Collected data
"""

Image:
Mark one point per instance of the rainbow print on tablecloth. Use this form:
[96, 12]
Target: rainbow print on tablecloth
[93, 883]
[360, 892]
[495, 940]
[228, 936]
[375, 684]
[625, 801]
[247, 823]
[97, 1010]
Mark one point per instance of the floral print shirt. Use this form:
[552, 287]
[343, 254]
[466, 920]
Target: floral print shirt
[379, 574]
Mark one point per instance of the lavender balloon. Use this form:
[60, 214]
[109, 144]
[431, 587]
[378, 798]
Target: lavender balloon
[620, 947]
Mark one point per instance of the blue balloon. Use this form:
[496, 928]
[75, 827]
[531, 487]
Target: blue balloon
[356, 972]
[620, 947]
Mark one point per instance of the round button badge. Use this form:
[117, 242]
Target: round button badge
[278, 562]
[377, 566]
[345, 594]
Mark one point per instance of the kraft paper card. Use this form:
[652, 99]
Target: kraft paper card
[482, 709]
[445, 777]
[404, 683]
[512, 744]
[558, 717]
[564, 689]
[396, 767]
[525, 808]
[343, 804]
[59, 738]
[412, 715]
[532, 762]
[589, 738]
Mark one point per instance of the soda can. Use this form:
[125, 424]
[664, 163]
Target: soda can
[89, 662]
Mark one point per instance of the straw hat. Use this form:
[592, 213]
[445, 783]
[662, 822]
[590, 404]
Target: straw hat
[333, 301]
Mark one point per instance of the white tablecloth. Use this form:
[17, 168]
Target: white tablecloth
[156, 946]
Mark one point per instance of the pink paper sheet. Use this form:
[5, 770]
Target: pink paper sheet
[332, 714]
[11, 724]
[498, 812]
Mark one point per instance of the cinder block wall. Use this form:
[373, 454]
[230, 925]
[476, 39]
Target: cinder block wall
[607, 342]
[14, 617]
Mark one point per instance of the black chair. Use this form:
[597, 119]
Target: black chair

"""

WHAT IS BEING ASKED: Emit the records above again, exactly, with no line skipped.

SOLUTION FOR THIS TASK:
Image:
Mark one point per instance of the rainbow print on tablecloth. Use this form:
[96, 12]
Target: rainbow print on tablecloth
[93, 883]
[360, 892]
[495, 940]
[228, 936]
[375, 684]
[625, 801]
[247, 823]
[97, 1010]
Mark one point per instance of the floral print shirt. Use this form:
[552, 287]
[343, 254]
[466, 920]
Target: floral print shirt
[379, 574]
Mark one point per instance of the lavender balloon. Use this form:
[60, 214]
[109, 144]
[431, 587]
[378, 798]
Target: lavender balloon
[620, 947]
Mark one point per instance of the blue balloon. Use this form:
[496, 928]
[75, 827]
[531, 487]
Target: blue balloon
[356, 972]
[620, 947]
Mark one point per instance of the round button badge. Use this form:
[117, 242]
Target: round button badge
[278, 562]
[377, 566]
[345, 594]
Mark one point per instance of the kraft paper card. Use this form:
[652, 99]
Target: kraft paper card
[482, 709]
[445, 777]
[404, 683]
[512, 744]
[558, 717]
[564, 689]
[396, 767]
[525, 808]
[343, 804]
[59, 738]
[412, 715]
[532, 762]
[589, 738]
Mark one point per instance of the soda can. Use this form:
[125, 424]
[664, 163]
Target: soda can
[89, 662]
Mark one point per instance of the straw hat. Use this form:
[592, 213]
[445, 783]
[662, 822]
[590, 404]
Target: straw hat
[333, 301]
Mark one point per instance of the white tablecloth. Use this form:
[17, 168]
Target: white tablecloth
[156, 946]
Mark one point per instance of the pink paper sheet. Use this form:
[5, 770]
Target: pink paper sheet
[332, 714]
[11, 724]
[498, 812]
Mark one point per instance of the cinder block wall. Use this form:
[373, 454]
[230, 925]
[476, 39]
Target: cinder block wall
[607, 342]
[14, 617]
Mark one point per instance of the black chair. Use this form:
[597, 119]
Target: black chair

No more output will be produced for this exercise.